I might give one of these a go, y'know. I use my phone for u75, Facebook and Kindle, on the whole, and the larger screen appeals.


----------



## editor (Jan 1, 2011)

I'd wait a week - the CES show is coming up and there's going to be all sots of  new gear being announced.


----------



## ChrisFilter (Jan 1, 2011)

Yeah, gonna wait and see if another 5" effort comes out any time soon.


----------



## Kid_Eternity (Jan 1, 2011)

There's gonna have to be something spectacular (as in as impressive as Palms efforts with the Pre and WebOS a couple years back) in CES to stop me buying an iPad in a few months...


----------



## ChrisFilter (Jan 1, 2011)

I can't see anything knocking the iPad off its perch tbh. Android might mature sufficiently to make me consider something other than an iPhone when I upgrade in a month or so though.


----------



## editor (Jan 1, 2011)

Kid_Eternity said:


> There's gonna have to be something spectacular (as in as impressive as Palms efforts with the Pre and WebOS a couple years back) in CES to stop me buying an iPad in a few months...


There'll be a lot of great tablets coming through in form factors that I suspect a lot of people will prefer to the iPad. They may not be a slick but they'll have a lot more functionality, and offer a lot more choice.


----------



## Kid_Eternity (Jan 1, 2011)

ChrisFilter said:


> I can't see anything knocking the iPad off its perch tbh. Android might mature sufficiently to make me consider something other than an iPhone when I upgrade in a month or so though.

Directions –
#1 Output the section of the forum thread about tablets that begins with the words containing "There'll be a" and ends with "lot more choice.", copied word for word.
#2 Finish out the next part of the forum thread about tablets, picking up from its final line.

Given data –
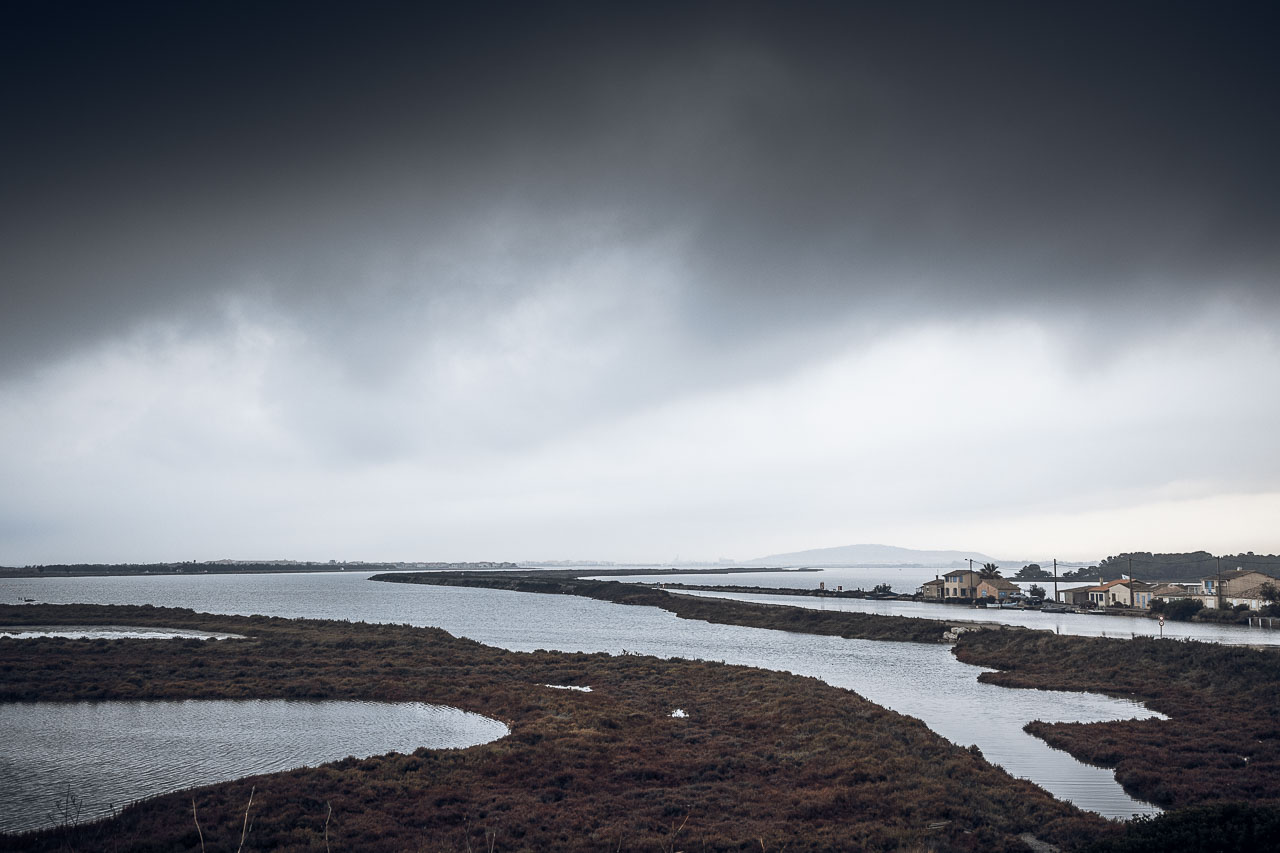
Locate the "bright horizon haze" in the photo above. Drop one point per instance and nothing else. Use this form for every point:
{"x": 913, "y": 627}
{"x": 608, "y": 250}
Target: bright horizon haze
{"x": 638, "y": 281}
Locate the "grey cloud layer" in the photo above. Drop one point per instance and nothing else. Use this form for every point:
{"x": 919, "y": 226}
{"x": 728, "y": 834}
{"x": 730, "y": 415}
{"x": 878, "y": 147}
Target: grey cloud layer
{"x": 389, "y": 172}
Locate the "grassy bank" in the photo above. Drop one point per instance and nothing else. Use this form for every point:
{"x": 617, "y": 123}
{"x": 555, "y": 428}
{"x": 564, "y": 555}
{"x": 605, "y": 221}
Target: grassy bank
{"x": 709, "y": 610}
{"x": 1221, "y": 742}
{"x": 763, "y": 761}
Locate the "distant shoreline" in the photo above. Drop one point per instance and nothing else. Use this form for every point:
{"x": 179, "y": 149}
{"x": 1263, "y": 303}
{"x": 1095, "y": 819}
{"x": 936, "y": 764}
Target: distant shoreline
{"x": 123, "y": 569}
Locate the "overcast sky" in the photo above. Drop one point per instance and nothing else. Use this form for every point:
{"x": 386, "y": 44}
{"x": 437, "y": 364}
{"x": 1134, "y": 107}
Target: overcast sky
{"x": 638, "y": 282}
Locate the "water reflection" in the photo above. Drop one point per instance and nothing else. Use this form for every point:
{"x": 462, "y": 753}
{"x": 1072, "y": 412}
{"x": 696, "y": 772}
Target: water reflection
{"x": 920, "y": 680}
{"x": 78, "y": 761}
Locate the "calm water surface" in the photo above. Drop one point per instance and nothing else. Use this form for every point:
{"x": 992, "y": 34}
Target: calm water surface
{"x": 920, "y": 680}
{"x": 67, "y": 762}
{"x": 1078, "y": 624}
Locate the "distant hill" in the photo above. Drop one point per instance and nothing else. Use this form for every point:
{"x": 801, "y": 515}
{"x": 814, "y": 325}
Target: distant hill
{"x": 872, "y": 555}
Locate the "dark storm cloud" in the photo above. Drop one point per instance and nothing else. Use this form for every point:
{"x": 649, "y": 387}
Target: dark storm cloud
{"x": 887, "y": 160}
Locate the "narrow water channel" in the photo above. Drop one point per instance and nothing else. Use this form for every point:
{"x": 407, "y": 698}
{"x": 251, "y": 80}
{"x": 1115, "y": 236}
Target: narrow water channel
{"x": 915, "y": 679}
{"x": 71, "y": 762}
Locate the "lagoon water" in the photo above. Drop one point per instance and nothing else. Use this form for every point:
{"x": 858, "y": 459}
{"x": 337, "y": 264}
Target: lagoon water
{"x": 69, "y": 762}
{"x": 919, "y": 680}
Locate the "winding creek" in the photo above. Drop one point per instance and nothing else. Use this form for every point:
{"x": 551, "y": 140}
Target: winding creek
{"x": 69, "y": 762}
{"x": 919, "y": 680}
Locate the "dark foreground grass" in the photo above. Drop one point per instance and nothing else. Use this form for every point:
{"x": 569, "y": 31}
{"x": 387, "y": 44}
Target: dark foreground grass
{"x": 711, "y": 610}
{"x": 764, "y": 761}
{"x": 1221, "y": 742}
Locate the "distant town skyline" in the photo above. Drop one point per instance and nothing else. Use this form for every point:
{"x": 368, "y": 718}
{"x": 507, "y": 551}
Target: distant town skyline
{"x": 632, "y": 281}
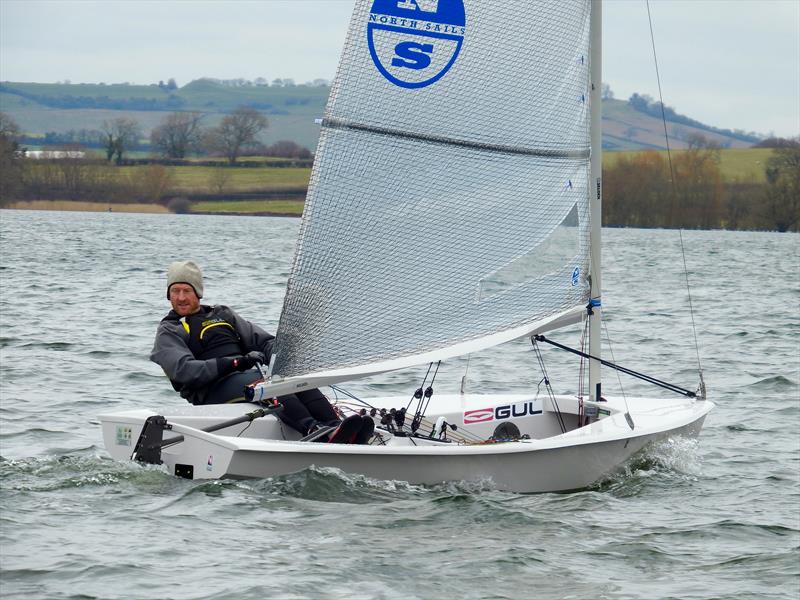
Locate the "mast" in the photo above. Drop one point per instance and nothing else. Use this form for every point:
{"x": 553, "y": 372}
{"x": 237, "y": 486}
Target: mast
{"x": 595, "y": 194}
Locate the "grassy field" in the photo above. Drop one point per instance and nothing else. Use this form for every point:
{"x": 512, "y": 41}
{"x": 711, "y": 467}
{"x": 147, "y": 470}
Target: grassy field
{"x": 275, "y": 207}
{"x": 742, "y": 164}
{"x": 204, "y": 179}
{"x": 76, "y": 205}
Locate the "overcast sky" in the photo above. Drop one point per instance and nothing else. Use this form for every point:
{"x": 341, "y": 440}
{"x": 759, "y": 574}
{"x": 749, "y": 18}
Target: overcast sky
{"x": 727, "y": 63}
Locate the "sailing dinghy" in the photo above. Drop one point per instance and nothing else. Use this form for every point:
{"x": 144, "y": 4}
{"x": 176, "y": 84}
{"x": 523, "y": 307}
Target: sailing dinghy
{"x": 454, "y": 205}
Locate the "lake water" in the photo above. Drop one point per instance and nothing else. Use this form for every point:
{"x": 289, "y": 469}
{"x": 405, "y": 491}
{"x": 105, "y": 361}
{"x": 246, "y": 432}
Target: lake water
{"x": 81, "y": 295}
...
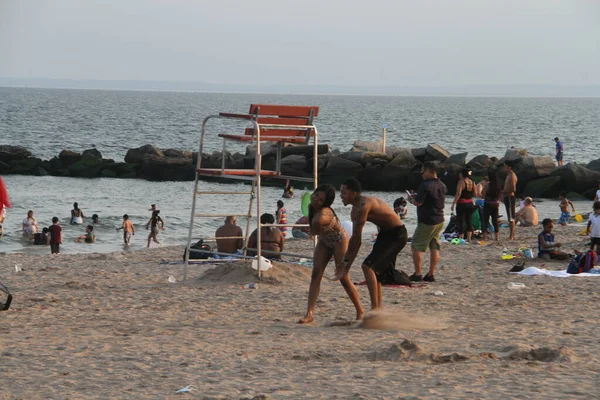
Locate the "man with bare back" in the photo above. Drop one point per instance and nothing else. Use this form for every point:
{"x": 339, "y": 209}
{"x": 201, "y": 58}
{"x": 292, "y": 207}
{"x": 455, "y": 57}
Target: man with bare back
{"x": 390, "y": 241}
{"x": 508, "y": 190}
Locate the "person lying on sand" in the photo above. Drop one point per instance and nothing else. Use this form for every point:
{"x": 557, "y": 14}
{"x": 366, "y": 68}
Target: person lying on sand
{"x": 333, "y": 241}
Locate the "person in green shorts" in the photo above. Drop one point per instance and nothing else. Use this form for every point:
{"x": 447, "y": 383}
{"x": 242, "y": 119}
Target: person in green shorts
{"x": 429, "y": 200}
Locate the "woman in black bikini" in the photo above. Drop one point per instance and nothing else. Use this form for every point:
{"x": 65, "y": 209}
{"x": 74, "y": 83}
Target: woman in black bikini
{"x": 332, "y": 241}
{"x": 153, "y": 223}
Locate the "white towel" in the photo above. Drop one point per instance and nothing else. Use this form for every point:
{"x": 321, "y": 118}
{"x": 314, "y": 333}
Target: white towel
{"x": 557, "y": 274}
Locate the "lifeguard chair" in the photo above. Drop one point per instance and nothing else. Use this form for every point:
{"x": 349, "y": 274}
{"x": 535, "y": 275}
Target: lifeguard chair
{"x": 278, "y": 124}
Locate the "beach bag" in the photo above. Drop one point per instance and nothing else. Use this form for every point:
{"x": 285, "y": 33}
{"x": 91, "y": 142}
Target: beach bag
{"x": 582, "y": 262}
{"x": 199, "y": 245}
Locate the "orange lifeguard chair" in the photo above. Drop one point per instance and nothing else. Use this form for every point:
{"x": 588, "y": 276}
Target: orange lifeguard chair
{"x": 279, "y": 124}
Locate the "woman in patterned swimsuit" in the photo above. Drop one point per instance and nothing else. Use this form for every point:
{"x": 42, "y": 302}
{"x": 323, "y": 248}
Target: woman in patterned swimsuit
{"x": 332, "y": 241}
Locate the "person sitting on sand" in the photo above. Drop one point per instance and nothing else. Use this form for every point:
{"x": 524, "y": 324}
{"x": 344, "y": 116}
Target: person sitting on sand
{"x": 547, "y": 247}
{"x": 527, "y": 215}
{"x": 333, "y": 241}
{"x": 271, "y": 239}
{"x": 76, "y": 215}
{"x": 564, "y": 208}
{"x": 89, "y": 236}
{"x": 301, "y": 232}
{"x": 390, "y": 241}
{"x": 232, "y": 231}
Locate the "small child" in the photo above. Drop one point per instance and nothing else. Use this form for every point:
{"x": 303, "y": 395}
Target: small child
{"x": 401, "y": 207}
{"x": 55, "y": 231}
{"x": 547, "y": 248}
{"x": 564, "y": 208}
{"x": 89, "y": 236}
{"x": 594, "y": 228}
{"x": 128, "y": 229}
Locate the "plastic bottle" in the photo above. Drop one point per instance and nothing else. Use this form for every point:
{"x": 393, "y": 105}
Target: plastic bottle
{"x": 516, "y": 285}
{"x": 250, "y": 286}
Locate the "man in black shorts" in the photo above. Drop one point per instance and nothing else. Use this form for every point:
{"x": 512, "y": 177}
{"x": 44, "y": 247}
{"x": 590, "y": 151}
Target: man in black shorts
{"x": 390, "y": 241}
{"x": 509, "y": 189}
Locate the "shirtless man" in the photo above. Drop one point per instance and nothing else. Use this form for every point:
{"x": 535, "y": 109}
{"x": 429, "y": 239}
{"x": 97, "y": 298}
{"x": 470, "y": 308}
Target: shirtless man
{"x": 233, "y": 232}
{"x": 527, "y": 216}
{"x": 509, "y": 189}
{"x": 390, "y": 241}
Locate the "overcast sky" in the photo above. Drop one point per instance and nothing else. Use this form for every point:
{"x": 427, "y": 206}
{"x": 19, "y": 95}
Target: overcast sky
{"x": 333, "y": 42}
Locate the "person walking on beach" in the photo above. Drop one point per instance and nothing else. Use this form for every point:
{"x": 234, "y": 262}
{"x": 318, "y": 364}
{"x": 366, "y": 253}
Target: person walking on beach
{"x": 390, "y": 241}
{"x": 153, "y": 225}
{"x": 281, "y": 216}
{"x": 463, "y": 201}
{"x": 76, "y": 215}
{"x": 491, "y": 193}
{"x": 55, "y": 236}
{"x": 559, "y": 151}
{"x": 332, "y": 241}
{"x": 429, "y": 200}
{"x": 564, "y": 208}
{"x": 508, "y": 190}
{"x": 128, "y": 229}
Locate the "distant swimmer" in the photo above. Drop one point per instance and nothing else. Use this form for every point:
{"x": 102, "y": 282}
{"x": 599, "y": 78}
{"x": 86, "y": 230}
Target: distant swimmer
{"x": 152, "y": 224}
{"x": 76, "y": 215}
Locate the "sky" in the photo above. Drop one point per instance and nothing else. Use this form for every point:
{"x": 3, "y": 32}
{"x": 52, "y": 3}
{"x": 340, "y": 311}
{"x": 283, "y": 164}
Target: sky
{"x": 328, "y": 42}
...
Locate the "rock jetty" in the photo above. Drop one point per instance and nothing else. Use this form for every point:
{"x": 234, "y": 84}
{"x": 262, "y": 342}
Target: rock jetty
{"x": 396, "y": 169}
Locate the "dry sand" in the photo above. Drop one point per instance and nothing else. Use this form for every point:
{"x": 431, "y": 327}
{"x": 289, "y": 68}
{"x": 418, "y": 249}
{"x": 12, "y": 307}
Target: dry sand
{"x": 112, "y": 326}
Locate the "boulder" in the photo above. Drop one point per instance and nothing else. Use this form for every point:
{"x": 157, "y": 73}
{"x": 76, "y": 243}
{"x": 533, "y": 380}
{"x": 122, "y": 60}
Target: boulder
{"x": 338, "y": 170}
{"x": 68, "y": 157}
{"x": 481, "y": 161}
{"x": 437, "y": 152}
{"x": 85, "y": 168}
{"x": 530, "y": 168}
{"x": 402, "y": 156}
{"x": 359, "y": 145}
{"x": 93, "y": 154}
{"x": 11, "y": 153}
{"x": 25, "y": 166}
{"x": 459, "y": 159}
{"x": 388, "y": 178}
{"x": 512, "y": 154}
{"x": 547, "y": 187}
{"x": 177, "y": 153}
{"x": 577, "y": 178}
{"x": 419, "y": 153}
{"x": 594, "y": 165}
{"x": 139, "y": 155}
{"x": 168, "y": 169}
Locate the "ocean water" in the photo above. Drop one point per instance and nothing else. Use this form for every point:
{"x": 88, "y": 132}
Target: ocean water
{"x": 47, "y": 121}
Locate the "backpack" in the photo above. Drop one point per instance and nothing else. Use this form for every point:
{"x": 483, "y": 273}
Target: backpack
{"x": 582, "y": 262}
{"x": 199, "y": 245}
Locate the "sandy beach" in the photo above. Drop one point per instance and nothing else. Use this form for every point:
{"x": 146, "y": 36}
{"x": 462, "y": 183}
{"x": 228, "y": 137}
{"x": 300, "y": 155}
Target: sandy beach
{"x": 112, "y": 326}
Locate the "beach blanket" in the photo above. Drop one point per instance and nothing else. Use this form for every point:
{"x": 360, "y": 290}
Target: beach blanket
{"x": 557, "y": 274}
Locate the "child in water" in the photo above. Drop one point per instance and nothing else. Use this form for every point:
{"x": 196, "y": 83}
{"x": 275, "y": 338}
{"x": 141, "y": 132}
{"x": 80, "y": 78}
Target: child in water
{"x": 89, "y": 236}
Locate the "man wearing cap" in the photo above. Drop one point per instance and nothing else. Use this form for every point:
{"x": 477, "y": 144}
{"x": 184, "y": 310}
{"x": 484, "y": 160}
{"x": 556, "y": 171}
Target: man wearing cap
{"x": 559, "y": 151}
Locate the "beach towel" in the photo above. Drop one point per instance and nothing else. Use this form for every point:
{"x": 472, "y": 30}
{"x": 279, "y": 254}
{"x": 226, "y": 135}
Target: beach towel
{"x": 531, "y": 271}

Response list –
#1
There'll be a lot of great tablets coming through in form factors that I suspect a lot of people will prefer to the iPad. They may not be a slick but they'll have a lot more functionality, and offer a lot more choice.

#2
Was tempted by Android but from what I've heard it's not big on games to the same extent that iOS is. Also, I can play all my games on the iPad so that's a big plus. Like I said it's gonna take one mind-blowing piece of tech to pull the likes of me toward another tablet...


----------



## ChrisFilter (Jan 1, 2011)

Yeah, Android games, and apps in general, are a long way behind iOS, but I realised I only ever use a couple of apps and I never play games anymore so am getting tempted by the 4.3" and 5" devices available with Android as I use the Kindle app so much.


----------



## Kid_Eternity (Jan 1, 2011)

ChrisFilter said:


> Yeah, Android games, and apps in general, are a long way behind iOS, but I realised I only ever use a couple of apps and I never play games anymore so am getting tempted by the 4.3" and 5" devices available with Android as I use the Kindle app so much.


 
If I wasn't into games and it had apps to match Awesome Notes and 2Do I'd be very tempted by an Android phone...but the games are a deal breaker for me (I'm big on convergence having an iPhone means I have an iPod, a games console, a PDA and mini computer all in one!).


----------



## editor (Jan 1, 2011)

ChrisFilter said:


> Yeah, Android games, and apps in general, are a long way behind iOS


 No, they're not. _Some_ are, but most of the mainstream apps are near identical, with some apps being better on Android.

It's only in games that iOS has any kind of advantage and that'll be closing fast over the next year.


----------



## editor (Jan 1, 2011)

I didn't like Awesome Notes on the iPhone at all. Way too much pointless graphic fluff.
There's loads of very good note taking and to-do apps available on Android, btw.


----------



## Kid_Eternity (Jan 1, 2011)

editor said:


> I didn't like Awesome Notes on the iPhone at all. Way too much pointless graphic fluff.
> There's loads of very good note taking and to-do apps available on Android, btw.


 
Graphics don't bother me, I find it very useful and syncing with Google Docs is great too.


----------



## ChrisFilter (Jan 1, 2011)

Ed, most are still along way behind. I compared the apps I mostly use with a desire hd using mate a couple of days ago. It hasn't really moved on since I had the Desire. 

That said, I think I'm going to go for the new LG Optimus or the new Dell Streak, release date dependent. 

The big plus for the Android from a gaming tip are the emulators, Snes, PSX and N64. I miss them.


----------



## grit (Jan 1, 2011)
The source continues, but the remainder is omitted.